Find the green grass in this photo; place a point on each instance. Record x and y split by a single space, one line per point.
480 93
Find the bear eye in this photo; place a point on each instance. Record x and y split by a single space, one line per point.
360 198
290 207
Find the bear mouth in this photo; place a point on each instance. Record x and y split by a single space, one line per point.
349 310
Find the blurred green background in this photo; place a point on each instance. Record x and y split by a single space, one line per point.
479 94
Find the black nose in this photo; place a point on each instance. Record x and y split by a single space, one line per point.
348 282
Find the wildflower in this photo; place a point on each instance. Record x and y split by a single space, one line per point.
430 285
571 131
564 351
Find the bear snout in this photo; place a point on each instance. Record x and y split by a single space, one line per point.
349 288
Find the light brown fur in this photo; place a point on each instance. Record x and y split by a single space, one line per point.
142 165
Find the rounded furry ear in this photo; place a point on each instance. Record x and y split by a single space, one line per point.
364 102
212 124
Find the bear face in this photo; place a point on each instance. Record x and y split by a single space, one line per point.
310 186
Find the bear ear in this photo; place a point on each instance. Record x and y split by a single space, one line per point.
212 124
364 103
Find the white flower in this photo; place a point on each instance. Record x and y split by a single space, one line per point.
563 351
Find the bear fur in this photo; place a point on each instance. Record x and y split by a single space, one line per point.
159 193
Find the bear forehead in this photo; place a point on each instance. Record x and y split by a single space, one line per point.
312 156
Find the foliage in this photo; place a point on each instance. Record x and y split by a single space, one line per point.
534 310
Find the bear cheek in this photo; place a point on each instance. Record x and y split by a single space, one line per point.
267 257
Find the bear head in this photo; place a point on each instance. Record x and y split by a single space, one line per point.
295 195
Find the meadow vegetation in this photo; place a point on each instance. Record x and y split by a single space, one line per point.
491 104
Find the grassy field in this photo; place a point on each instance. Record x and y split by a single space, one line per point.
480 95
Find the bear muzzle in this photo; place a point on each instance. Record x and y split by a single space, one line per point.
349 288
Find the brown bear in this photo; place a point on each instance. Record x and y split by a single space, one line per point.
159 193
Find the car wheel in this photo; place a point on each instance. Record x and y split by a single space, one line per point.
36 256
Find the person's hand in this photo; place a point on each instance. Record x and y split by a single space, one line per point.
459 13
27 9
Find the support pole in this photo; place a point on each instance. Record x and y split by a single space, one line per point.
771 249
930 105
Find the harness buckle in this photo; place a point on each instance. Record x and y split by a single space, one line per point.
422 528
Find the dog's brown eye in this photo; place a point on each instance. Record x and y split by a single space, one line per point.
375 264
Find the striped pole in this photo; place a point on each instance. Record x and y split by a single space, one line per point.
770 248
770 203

-*-

**Work instructions:**
Print all the entries above. Keep each one exact.

**Response area:**
Find the green grass in this photo; place a point on each instance. Record x and y split by a single space, one line per point.
480 93
Find the bear eye in this photo; place a point on each instance. Record x and y split by a single space, one line per point.
360 198
290 207
Find the bear mouth in this photo; place a point on each instance. Record x and y split by a single space, one line per point.
349 310
Find the blurred green background in this photo; place a point on each instance. Record x and y split by a single space, one line per point.
479 94
Find the black nose in this photo; place a point on each instance. Record x and y split by a single space, one line per point.
348 282
Find the wildflower in this photo; place a point on each instance. Record x and y split by a single space, one line per point.
430 285
571 131
564 351
Find the bear snout in this photo; place a point on each instance. Record x and y split by a single space, one line per point.
349 288
Find the light brown fur in this photo; place a point on each instance. Record x and y split by a single space, one line per point.
142 165
Find the rounded furry ear in this photo; place a point on each instance. Record x and y split by a single space, one line per point.
364 102
212 124
Find the bear face in this photo; place a point on each instance. Record x and y split by a single space, one line per point.
310 186
Find the bear ear in this photo; place a point on each instance. Record x and y split by a single space, one line per point.
212 124
364 103
Find the white flower in this photo; place a point on each instance. Record x and y split by a single space, one line per point.
563 351
Find the bear fur in this photo; place a point on each instance. Record x and y split by a single space, one line per point.
159 193
Find the bear forehead in this photo; place a point on each instance. Record x and y split by a single space, one line per point.
312 156
Find the foliage in this photo; place a point on each instance. Record x and y split by a single space, one line per point.
534 310
Find the bear cheek in this photo; place a point on each instance. Record x and y split by a single space, one line per point.
267 257
Find the bear head in this photo; place a point on each instance. Record x and y split by a single space, one line per point.
295 195
Find the meadow vegetation in this photo; place a point on each instance. Record x and y split by a single space, one line per point.
491 104
Find the grassy field in this photo; place a point on each instance. Record x and y split by a single space, one line per point.
480 95
Find the bear muzzle in this photo; place a point on each instance. Record x and y split by a single space, one line per point.
349 288
Find the brown bear in this photo; place a point on each instance. Record x and y split by a single space, one line per point.
159 193
Find the car wheel in this photo; place a point on each instance. Record x and y split by a single space, one line per point.
36 256
Find the person's hand in this photo; place a point on each instance. Record x and y split by a single space, one line per point.
459 13
27 9
Find the support pole in this photo; place a point on each instance. Record x and y split by a single space, one line per point.
771 249
930 105
Find the harness buckle in this photo; place a point on each instance. Record x and y split by a single space, one line per point.
422 528
Find the dog's brown eye in this photo; place a point on each instance. Record x and y split by a single space, one line per point.
375 264
Find the striped pole in this photo; place a point on each instance. Record x and y split by a single space, one line per point.
770 248
770 203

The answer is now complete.